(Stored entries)
----------------------------------------

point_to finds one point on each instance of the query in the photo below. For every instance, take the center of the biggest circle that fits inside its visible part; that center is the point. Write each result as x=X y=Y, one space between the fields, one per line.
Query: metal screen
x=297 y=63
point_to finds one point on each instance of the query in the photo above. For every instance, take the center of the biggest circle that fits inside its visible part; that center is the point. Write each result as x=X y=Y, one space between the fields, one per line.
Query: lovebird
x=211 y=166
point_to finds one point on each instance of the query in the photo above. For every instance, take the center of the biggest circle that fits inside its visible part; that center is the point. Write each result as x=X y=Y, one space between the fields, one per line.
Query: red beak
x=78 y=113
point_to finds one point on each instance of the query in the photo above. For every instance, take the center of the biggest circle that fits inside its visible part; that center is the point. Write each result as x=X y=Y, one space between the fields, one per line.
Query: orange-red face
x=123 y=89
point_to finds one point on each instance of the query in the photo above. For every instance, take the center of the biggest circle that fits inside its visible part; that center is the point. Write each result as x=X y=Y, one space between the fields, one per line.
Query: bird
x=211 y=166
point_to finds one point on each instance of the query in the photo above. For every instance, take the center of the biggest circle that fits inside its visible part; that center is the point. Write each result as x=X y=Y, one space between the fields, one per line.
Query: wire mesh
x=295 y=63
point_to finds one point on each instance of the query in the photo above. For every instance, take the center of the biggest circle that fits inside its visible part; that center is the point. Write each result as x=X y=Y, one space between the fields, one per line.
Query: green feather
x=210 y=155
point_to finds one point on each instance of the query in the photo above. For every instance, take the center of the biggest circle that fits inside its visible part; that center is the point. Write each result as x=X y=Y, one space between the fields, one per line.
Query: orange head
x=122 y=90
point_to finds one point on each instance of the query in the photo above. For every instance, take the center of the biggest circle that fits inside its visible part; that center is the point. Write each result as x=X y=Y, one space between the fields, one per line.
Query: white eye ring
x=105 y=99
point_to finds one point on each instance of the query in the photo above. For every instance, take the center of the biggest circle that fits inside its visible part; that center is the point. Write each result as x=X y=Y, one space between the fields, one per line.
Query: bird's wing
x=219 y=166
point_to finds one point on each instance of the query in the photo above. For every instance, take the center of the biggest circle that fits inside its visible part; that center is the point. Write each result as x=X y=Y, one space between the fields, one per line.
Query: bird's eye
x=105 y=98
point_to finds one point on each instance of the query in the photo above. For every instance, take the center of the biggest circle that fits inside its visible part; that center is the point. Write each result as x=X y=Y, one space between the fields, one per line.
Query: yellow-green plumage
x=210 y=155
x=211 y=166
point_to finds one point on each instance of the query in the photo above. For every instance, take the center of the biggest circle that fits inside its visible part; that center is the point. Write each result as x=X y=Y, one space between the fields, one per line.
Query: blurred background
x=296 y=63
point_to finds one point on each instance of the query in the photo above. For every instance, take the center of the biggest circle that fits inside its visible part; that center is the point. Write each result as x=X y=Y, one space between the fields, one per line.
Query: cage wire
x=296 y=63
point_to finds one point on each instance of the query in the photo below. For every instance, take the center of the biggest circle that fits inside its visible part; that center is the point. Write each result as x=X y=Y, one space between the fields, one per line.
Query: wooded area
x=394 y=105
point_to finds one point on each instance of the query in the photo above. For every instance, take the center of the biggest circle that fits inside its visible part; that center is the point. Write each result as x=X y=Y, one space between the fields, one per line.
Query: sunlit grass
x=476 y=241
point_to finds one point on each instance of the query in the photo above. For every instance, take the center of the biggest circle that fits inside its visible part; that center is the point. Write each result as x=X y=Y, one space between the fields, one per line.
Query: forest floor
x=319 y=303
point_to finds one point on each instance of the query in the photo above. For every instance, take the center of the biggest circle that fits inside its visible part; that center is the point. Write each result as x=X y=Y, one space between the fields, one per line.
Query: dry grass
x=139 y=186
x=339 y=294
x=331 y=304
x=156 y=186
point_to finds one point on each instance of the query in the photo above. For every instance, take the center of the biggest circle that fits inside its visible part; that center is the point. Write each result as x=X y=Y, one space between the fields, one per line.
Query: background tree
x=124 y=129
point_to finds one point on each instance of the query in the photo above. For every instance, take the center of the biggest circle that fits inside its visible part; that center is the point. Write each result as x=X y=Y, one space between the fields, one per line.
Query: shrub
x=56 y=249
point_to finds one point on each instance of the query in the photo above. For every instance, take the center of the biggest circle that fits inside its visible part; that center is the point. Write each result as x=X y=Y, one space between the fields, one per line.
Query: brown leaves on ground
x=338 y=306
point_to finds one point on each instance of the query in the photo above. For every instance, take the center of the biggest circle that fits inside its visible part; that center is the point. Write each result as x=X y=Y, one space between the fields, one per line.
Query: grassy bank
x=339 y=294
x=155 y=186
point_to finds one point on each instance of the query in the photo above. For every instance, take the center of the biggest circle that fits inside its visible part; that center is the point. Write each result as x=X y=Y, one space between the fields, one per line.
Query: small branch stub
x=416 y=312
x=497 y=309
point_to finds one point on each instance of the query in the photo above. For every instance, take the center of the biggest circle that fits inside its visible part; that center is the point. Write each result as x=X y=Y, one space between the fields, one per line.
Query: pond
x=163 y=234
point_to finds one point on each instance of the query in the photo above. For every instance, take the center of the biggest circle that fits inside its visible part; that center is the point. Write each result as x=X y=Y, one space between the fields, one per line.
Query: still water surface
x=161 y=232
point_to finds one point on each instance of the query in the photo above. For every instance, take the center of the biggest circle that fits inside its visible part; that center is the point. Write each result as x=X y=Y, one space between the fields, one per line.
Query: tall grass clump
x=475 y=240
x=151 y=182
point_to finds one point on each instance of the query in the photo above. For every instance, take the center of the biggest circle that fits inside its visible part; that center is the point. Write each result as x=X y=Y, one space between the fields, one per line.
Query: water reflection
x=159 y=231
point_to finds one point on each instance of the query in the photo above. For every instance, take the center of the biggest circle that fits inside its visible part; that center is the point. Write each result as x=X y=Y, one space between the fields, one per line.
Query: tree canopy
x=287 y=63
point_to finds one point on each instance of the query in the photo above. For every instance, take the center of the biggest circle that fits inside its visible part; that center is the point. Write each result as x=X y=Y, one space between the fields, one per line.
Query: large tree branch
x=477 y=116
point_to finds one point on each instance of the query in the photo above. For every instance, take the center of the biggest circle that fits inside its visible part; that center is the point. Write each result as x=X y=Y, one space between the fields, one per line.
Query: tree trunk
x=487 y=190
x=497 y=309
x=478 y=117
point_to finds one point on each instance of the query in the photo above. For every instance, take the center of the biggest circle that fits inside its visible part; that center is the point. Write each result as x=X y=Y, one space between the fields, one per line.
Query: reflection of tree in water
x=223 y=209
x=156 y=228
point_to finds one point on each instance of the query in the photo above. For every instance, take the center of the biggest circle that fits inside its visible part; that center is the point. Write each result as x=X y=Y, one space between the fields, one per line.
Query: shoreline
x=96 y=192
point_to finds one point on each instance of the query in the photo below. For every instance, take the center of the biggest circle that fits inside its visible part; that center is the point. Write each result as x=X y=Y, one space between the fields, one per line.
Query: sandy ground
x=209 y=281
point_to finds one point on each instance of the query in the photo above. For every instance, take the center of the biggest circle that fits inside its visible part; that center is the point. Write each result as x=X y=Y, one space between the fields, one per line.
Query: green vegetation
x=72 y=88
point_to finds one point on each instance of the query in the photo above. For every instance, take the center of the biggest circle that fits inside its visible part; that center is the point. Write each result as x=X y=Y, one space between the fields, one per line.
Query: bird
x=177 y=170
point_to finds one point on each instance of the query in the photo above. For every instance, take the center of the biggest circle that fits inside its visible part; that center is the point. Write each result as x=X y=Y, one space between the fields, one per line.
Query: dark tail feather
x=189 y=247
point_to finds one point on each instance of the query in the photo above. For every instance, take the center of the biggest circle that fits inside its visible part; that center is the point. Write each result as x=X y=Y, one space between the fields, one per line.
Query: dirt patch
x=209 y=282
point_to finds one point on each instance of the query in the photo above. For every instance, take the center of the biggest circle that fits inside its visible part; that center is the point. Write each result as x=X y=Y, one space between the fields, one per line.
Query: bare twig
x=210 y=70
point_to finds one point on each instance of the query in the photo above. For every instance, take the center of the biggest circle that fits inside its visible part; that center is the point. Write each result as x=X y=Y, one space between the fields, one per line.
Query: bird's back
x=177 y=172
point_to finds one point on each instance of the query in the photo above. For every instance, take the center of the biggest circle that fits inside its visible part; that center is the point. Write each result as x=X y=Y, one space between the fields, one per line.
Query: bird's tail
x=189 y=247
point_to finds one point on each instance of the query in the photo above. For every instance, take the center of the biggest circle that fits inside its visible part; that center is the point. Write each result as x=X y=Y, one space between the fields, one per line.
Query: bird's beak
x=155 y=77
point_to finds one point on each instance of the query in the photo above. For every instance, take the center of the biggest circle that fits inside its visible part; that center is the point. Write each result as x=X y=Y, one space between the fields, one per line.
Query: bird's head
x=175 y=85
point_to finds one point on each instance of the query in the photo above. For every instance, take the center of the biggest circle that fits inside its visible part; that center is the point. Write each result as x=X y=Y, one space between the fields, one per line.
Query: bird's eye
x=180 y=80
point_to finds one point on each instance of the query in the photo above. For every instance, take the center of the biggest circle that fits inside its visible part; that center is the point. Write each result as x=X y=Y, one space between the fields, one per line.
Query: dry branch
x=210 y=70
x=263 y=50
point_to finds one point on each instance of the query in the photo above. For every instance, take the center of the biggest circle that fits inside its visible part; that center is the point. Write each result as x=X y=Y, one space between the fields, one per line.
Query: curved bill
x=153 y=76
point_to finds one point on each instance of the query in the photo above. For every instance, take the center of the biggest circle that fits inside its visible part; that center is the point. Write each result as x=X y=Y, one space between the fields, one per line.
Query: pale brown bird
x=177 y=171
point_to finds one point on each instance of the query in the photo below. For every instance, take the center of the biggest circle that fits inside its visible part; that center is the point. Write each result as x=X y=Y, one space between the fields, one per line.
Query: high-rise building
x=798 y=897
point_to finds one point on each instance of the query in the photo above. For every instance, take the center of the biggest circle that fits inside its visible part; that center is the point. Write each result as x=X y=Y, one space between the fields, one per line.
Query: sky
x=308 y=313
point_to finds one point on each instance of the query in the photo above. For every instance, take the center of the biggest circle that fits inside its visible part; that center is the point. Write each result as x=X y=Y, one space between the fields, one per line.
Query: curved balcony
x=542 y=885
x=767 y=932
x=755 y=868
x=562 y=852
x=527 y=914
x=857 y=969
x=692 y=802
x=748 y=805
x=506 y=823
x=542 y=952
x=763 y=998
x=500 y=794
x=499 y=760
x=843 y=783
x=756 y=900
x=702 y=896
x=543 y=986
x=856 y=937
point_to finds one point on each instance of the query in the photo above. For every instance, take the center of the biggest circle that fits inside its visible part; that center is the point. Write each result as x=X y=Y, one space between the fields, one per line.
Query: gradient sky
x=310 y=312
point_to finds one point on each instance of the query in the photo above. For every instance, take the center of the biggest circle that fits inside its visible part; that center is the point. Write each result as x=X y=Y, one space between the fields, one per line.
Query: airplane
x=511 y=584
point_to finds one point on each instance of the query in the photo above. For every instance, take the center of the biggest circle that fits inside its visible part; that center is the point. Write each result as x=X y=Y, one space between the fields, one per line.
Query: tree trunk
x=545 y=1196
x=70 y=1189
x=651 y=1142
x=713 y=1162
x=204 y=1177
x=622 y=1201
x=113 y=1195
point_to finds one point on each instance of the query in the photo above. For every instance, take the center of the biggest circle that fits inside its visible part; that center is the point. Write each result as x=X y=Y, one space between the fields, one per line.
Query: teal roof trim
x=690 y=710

----------------------------------------

**Written task:** Locate every line in the data above that contains the word "feather", and copy each of those lines. Case counts.

**Written response:**
Query: green feather
Query: dark tail feather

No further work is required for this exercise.